Text shown |
##########
Only US Taxpayers who are employees of the Company or of a Member of the Group that is a “parent corporation” or a “subsidiary corporation” within the meaning of Section 424(e) and Section 424(f) of the Code, respectively, on the Award Date are eligible to receive Incentive Stock Options.

3.3 AWARD DATE

For an Option to qualify as an Incentive Stock Option, the Option must be granted within 10 years from the earlier of the adoption and stockholder approval of the Plan.

3.4 EXERCISE PRICE AND EXPIRATION DATE

3.4.1 Except as otherwise provided by the Paragraph 3.4.2 of this Schedule, the exercise price for a Share subject to an Incentive Stock Option may not be less than the Market Value of a Share on the Award Date and the Exercise Period of the Incentive Stock Option may not exceed 10 years from the Award Date; and

3.4.2 For a US Taxpayer who is a Greater Than 10% Shareholder, the exercise price for a Share subject to an Incentive Stock Option may not be less than 110% of the Market Value of a Share on the Award Date and the Exercise Period of the Incentive Stock Option may not exceed five years from the Award Date.

3.5 MAXIMUM NUMBER OF STOCK GRANTED AS INCENTIVE STOCK OPTIONS

The maximum number of Shares with respect to Incentive Stock Options that may be issued under the Plan and this Schedule is 10,000,000.
##########
Detection examples:
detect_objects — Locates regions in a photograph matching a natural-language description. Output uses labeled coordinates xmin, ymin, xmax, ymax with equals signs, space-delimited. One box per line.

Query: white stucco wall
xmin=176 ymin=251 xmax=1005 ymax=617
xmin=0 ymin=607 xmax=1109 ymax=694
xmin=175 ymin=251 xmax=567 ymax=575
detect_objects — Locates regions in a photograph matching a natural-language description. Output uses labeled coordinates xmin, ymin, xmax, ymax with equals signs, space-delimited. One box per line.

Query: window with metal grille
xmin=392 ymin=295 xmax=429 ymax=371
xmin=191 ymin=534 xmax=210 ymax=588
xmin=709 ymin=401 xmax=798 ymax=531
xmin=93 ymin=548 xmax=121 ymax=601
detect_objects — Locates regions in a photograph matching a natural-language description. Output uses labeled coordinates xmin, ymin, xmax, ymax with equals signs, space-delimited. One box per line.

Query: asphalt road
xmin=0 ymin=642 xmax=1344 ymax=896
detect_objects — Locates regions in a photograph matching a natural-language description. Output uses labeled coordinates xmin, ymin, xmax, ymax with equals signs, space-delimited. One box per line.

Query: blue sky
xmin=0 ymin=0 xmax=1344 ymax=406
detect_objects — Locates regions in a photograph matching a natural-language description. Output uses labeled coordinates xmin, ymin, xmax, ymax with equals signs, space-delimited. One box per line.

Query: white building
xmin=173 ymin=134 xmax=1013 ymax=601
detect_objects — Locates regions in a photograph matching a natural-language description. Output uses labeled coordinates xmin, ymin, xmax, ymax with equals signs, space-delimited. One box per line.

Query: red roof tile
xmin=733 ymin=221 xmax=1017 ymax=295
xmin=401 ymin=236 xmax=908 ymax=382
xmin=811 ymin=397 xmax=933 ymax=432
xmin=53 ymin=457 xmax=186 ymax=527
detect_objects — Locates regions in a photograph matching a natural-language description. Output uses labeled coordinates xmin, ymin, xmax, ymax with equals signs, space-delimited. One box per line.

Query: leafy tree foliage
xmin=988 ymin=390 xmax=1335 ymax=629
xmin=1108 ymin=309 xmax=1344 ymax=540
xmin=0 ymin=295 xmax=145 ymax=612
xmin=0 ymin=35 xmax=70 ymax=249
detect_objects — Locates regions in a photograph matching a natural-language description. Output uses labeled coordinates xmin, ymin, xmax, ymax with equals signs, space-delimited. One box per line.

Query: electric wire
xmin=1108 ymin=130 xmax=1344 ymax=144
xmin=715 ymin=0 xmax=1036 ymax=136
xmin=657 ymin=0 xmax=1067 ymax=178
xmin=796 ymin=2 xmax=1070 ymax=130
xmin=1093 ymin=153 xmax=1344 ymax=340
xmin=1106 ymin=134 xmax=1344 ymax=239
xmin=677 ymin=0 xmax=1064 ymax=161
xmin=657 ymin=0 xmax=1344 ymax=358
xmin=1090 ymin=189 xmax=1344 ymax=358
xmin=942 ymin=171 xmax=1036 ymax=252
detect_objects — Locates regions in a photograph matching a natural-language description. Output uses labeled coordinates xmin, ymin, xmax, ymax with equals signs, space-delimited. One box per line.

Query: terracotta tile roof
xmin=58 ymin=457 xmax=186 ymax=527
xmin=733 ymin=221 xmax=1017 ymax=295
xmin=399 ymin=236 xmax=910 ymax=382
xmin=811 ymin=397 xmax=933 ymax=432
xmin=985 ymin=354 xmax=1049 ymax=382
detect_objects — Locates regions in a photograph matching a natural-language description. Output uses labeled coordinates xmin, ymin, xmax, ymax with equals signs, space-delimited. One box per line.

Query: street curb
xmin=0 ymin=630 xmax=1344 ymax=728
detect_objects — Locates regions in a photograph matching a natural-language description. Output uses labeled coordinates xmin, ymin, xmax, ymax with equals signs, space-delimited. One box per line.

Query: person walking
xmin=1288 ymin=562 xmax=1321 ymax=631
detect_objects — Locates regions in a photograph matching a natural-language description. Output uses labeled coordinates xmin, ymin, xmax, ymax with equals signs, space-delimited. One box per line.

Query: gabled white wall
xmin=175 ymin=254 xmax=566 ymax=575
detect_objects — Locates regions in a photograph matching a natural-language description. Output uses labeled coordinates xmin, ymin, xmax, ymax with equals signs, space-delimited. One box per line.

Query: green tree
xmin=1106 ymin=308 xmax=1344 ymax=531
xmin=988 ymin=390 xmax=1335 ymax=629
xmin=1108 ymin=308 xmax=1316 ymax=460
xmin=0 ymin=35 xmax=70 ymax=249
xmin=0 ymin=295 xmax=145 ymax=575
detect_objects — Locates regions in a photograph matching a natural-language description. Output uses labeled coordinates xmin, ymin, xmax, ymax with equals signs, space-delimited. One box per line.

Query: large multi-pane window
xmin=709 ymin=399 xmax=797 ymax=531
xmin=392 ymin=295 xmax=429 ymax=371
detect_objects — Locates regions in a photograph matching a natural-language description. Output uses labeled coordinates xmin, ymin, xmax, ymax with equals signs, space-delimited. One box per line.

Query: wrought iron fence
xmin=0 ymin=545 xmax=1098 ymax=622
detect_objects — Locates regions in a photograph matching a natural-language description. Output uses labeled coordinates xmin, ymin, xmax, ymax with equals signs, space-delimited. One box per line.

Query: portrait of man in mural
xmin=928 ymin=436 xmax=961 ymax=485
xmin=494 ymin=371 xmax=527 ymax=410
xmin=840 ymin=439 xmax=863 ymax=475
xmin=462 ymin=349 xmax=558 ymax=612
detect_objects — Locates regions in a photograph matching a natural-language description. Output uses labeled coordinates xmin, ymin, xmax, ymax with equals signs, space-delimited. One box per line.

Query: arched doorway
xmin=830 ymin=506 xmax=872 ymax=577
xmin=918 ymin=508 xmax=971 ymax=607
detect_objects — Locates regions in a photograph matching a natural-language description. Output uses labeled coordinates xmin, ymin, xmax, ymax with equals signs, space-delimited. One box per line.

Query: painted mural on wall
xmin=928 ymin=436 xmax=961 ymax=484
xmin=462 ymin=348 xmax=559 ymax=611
##########
What to work on | Please answer from the stock option text: what is the longest Exercise Period allowed for an Incentive Stock Option held by a US Taxpayer who is a Greater Than 10% Shareholder? You can set the records aside; they aren't needed here.

Solution below | Five years from the Award Date.